== DATA PROVIDED ==

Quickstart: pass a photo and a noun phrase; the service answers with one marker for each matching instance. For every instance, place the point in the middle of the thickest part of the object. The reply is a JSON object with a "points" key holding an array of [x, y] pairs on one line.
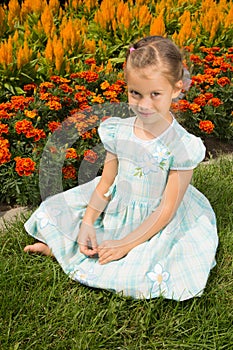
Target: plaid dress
{"points": [[175, 263]]}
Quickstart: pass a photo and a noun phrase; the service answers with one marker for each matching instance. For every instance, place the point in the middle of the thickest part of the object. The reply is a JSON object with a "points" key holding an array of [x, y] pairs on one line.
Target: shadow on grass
{"points": [[41, 308]]}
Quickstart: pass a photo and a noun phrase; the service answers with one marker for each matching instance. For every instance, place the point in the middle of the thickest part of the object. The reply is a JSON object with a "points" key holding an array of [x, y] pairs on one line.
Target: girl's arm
{"points": [[86, 237], [177, 184]]}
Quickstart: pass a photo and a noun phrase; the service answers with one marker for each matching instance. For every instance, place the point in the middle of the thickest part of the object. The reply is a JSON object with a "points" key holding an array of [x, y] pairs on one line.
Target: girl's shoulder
{"points": [[111, 128], [187, 150]]}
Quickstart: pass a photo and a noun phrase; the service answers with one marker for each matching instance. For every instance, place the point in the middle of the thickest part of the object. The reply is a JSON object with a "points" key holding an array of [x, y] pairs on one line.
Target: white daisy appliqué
{"points": [[48, 217], [160, 278]]}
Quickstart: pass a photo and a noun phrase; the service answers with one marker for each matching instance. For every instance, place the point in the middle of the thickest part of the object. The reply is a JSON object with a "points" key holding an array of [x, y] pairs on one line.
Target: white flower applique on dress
{"points": [[151, 162], [160, 278]]}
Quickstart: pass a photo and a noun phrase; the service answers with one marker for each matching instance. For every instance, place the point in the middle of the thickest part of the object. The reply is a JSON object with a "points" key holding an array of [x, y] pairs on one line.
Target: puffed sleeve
{"points": [[107, 132], [187, 152]]}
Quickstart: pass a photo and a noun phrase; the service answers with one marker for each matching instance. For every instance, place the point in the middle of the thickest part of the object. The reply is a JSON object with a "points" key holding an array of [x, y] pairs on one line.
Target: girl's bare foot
{"points": [[39, 247]]}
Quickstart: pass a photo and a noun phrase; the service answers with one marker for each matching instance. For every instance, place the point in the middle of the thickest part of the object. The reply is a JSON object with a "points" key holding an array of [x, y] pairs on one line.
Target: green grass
{"points": [[41, 308]]}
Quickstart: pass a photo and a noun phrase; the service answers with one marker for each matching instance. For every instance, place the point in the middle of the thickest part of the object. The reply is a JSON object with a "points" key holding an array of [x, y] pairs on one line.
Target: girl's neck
{"points": [[148, 131]]}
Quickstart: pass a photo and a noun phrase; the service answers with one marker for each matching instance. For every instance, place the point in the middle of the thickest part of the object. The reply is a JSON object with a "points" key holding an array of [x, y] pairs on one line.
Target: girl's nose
{"points": [[145, 104]]}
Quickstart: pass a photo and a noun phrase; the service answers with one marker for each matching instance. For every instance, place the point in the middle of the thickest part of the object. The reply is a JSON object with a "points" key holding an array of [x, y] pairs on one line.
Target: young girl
{"points": [[140, 229]]}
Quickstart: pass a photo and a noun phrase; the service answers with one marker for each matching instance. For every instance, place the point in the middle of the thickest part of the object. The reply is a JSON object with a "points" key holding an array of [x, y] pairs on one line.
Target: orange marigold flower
{"points": [[45, 96], [97, 99], [69, 172], [105, 118], [54, 105], [120, 82], [215, 101], [80, 87], [20, 102], [93, 119], [4, 114], [115, 87], [66, 88], [24, 166], [223, 81], [4, 143], [225, 66], [104, 85], [53, 126], [207, 126], [212, 71], [110, 94], [39, 134], [59, 80], [30, 114], [29, 87], [45, 86], [4, 129], [89, 76], [196, 59], [23, 126], [208, 95], [200, 100], [183, 105], [90, 61], [71, 153], [86, 135], [199, 79], [80, 97], [194, 107], [90, 156], [5, 154]]}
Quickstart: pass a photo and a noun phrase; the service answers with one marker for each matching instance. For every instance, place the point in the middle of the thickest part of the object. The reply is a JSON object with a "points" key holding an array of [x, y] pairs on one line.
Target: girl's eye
{"points": [[134, 93], [154, 94]]}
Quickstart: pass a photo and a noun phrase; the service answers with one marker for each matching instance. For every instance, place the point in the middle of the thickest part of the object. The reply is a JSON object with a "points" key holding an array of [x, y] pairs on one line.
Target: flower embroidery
{"points": [[48, 218], [151, 162], [159, 277], [84, 277]]}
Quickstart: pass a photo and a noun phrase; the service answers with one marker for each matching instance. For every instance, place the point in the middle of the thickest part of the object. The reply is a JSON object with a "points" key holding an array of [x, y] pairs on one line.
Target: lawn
{"points": [[41, 308]]}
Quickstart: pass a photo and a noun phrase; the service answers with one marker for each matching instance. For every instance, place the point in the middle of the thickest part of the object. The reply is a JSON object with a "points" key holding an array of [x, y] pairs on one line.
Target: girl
{"points": [[141, 229]]}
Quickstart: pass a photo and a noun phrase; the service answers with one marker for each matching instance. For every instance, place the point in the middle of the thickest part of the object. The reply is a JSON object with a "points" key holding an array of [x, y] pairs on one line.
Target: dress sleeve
{"points": [[107, 132], [187, 153]]}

===

• TASK DESCRIPTION
Would you give the data above again word for word, skipping any images?

• THE ANSWER
Quickstart: pass a photo and a noun phrase; the service answers with one marker for each matching instance. For every instance, place the point in the middle of the thickest part of the object. The reply is a JSON object with a "points" key holding an array of [x, y] pairs on one line.
Target: plaid dress
{"points": [[175, 263]]}
Quickstart: pass a photo and a noun phrase; the service answers with one marker for each matching instance. For every instance, place the point in the middle of the thickest part of the object. The reply is a JSON object with a "points" key holding an array of [x, y] pairs on one line.
Target: shadow on grass
{"points": [[41, 308]]}
Quickstart: pass a photo and a noun phrase; the service answers with one marker for each matching instance. For every instance, place the point in the middle of the thickest part of the object. The reply is a JSON object with a "points" key holding an array of [x, y] pairs on one line.
Target: girl's arm
{"points": [[86, 237], [177, 184]]}
Quickstart: pass a photo and a noun phrase; the service answers with one marker for each matching instance. For every instance, place the point in the middle of the thickest part of the object. The reply is a JSON object with a "points" key holding an array of [x, y] pairs on one line.
Target: girl's shoulder
{"points": [[111, 128], [187, 150]]}
Quickstart: pass a photo and a noun phrase; the service answers with one marker for each matching instance. For every instance, place the point in the middle of the thickest part of the object. The reply is a JSON object with a "points" key holding an array of [x, y] pairs on one line.
Target: white daisy appliqué
{"points": [[48, 217], [160, 278]]}
Quickstart: pass a photo and a noun phrase; the service answers with one marker for each matching instance. For every instance, place the point in the middle of the thickest part of the object. The reply is a JSON object with a "points" key holding an array of [x, y] pairs on one line.
Target: white flower applique on dress
{"points": [[151, 162], [160, 278]]}
Quickstart: pass a photo and a noun phrase; the service answers with one marker for each matching instance. For every instance, place the point in the middle of the thickest part of the object. The reply is a JSON object with a "points" key holding an array of [x, y] pairs on one line.
Target: puffed sleeve
{"points": [[107, 132], [187, 152]]}
Quickstart: pass a photo and a noun phrase; the service answers with one marker for each matching instance. For every instance, place the point in the middle of the thickest part of the object. The reply is a JSON object with a "points" key holding an array of [x, y] pairs on one line.
Target: girl's bare foot
{"points": [[39, 247]]}
Quickstart: pass a photo and a noun phrase; the service answers with one marker for each matching instance. For every instance, place the point in the middle of the thickest part of the object. The reply is a JSON object with a "points" key holding an array of [x, y] pairs on one line.
Target: green grass
{"points": [[41, 308]]}
Quickstart: pass a photo and a noun phrase; the service answers with one marker for each matching instance. For every instance, place the point in the middle of the thickest part of the object. The reply is a JSON object with a "points" key holding an array of [x, y] pairs on one line.
Target: girl's neck
{"points": [[148, 131]]}
Quickstart: pass a photo and a noun phrase; the service answers with one marker for each matching instance. For every instance, place the point in the middle of the thickest part of the object. The reply is a JSON object with a "points" key holding an array of [x, y] pairs on one line.
Target: girl's nose
{"points": [[145, 104]]}
Quickstart: pass a photo and a noun phrase; the service answers with one marker for each matching instance. For every instance, place the point in the middle of the thickest part of the object. The reply is a JSON object with a "points" key holding an array of [x, y] pairs on one line.
Target: young girl
{"points": [[140, 229]]}
Quickstart: pass a photo and a noun phrase; the service answers with one marker for each matching instance. For every instance, place the point in the middle of the thickest part of the object. The reply is a JSON object with a "points" key holding an array of [x, y] pairs on one line.
Target: orange marigold flower
{"points": [[45, 96], [97, 99], [69, 172], [105, 118], [54, 105], [120, 82], [215, 101], [80, 87], [20, 102], [93, 119], [4, 114], [115, 87], [66, 88], [24, 166], [223, 81], [4, 143], [225, 66], [104, 85], [53, 126], [207, 126], [212, 71], [110, 94], [39, 134], [59, 80], [30, 114], [29, 87], [45, 86], [4, 129], [89, 76], [196, 59], [23, 126], [208, 95], [200, 100], [183, 105], [90, 61], [71, 153], [86, 135], [199, 79], [80, 97], [194, 107], [90, 156], [5, 154]]}
Quickstart: pass a photo and a noun phrase; the service answers with one marker for each matching instance. For every instance, place the point in the middle of the thickest part of the object. The reply is a JSON object with a "points" key holding an array of [x, y] pairs on one line.
Target: girl's eye
{"points": [[134, 93], [154, 94]]}
Quickstart: pass a photo and a noun phrase; the service answers with one marker for each matching instance. For every instance, place the point in the middle of the thickest part of the object. The reply is a JSON object with a "points" key holding an array of [x, y] pairs on one line.
Target: flower embroidery
{"points": [[48, 218], [151, 162], [159, 277], [84, 277]]}
Quickstart: pass a photo and a noun phrase; the service answers with one marker for each matching instance. For every instance, place the point in the middle of the thickest part of the object. The reply is a JSON object with a "points" key holding an array of [x, y] pairs on one line.
Target: lawn
{"points": [[41, 308]]}
Quickstart: pass a photo and a noun phrase; the service answers with one marker for each matching instance. For every instance, place the point in the middle of the thickest part of the object. The reply is a JSON object with a "points" key holding an array of [x, y] pairs on one line.
Target: girl
{"points": [[141, 229]]}
Quickstart: pass a photo and a noun phrase; the service answers with one marker for each matching instance. For every instance, place the point in the middle of the thickest part of the object. The reply is a JSON object with a "points" key holding an array of [x, y] pairs on one line.
Target: dress sleeve
{"points": [[107, 132], [187, 153]]}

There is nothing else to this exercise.